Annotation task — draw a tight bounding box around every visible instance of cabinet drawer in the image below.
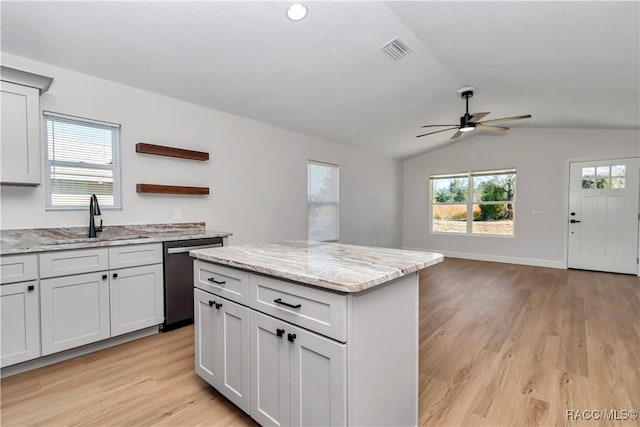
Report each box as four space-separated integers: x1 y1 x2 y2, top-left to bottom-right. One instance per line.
249 274 347 342
40 248 109 279
193 260 249 305
0 254 38 285
109 243 162 270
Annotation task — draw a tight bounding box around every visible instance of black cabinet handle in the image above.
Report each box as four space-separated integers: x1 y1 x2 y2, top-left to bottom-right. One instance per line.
273 298 302 310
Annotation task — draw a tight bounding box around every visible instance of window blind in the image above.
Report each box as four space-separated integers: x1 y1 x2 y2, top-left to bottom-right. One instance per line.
307 161 338 242
43 111 122 210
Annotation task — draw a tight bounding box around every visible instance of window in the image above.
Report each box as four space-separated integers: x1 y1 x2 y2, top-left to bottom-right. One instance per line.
431 169 516 236
582 165 626 190
44 111 122 210
307 161 338 242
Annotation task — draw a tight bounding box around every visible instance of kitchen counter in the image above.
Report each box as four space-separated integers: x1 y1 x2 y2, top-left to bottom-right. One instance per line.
189 241 444 426
0 222 233 255
190 241 444 292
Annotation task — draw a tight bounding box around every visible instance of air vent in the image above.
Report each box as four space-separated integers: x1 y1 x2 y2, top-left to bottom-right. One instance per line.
380 37 411 61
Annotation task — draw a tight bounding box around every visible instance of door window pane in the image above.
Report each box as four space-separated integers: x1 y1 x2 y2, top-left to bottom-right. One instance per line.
611 177 625 190
611 165 625 176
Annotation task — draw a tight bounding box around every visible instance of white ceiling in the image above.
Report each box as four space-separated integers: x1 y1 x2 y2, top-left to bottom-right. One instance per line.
0 1 640 158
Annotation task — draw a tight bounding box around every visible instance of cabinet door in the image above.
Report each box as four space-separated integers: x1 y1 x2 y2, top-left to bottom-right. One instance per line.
290 328 347 426
109 264 164 337
0 81 40 185
249 310 291 426
214 298 249 413
0 280 40 367
40 271 110 355
193 289 220 386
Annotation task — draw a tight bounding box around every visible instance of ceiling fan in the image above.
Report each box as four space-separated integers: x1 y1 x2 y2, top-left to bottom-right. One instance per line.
416 87 531 139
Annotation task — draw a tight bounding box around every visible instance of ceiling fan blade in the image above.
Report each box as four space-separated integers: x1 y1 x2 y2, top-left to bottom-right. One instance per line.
477 114 531 125
416 126 458 138
469 111 491 123
420 125 458 128
451 131 462 139
476 123 509 132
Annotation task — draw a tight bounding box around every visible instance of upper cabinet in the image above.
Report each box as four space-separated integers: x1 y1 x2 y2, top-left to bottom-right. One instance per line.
0 66 52 185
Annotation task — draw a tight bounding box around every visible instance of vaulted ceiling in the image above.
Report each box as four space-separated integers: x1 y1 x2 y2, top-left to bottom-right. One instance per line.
0 1 640 158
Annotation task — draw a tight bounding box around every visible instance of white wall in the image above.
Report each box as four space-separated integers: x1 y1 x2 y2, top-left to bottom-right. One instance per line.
0 53 402 247
403 128 640 268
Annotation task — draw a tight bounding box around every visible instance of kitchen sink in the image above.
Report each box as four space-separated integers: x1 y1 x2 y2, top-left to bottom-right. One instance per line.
40 234 151 245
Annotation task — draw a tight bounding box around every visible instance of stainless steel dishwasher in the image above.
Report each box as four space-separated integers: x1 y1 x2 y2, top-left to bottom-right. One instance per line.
162 237 222 331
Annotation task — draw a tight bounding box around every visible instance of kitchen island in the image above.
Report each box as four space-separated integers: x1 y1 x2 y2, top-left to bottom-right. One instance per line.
190 241 443 426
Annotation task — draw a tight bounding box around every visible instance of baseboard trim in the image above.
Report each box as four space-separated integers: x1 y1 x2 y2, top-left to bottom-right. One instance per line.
404 247 567 270
0 326 159 378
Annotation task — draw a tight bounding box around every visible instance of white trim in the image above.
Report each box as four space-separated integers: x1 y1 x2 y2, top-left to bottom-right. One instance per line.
0 326 159 378
403 247 567 270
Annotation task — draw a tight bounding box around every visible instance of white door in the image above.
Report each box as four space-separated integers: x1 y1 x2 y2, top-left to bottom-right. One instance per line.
109 264 164 337
290 328 347 426
215 298 249 413
568 158 640 274
249 311 291 426
193 289 220 386
40 271 111 356
0 280 40 368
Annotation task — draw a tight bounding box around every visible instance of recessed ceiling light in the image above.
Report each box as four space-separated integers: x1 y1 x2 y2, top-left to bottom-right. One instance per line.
287 3 309 21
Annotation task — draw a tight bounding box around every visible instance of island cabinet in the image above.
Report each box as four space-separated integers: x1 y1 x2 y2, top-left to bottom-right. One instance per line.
249 311 347 426
0 255 41 367
39 244 163 355
192 254 418 426
194 289 249 412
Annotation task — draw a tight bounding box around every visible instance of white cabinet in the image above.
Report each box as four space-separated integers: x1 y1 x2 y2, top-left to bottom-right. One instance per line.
0 254 38 284
0 255 40 367
0 280 40 368
249 310 347 426
194 289 249 412
40 243 164 355
0 81 40 185
249 311 290 426
40 271 110 355
287 322 347 426
194 261 419 426
109 264 164 337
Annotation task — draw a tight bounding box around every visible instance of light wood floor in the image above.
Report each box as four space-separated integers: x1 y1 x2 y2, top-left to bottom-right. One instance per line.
0 259 640 426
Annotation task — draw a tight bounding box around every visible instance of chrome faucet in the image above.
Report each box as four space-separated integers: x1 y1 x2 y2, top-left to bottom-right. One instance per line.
89 194 102 237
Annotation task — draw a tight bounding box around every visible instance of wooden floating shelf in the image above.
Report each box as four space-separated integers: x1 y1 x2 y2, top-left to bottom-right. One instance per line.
136 142 209 161
136 184 209 195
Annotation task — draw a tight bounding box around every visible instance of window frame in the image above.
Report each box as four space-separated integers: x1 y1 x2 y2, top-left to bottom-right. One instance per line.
42 110 122 211
427 167 518 239
307 159 340 242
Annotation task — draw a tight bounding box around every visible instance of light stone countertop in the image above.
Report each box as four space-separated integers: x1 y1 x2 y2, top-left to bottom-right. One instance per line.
189 240 444 292
0 222 233 255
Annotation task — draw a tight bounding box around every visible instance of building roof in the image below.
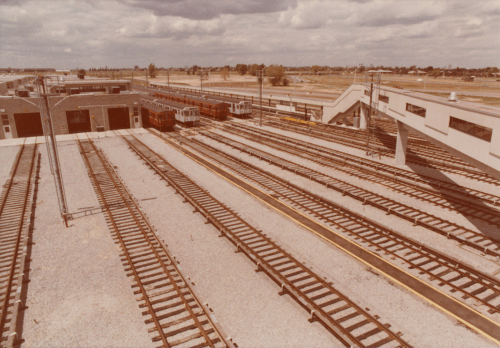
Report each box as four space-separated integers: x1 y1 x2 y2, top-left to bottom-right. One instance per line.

————————

Given exercise. Scale the data from the line holding "dishwasher in the image above." through the line holding "190 241 443 426", inclusive. Write out every line again, keeping the text lines as they are, and multiply each box coordinate by 0.7, rounding to whole numbers with halves rounded up.

Output for this task.
Annotation task — draw a tight bounding box around every visible instance of stainless steel dishwasher in the image above.
Report each box as four space-separated integers: x1 y1 x2 y2, top-left to bottom-right. One instance per line.
113 166 155 232
Annotation task — draw a tight bounding box around every visible instance of kitchen island in the image above.
Report each box as four space-separated integers: x1 y1 x2 y2, top-left to bottom-right. One instance per line.
133 169 310 298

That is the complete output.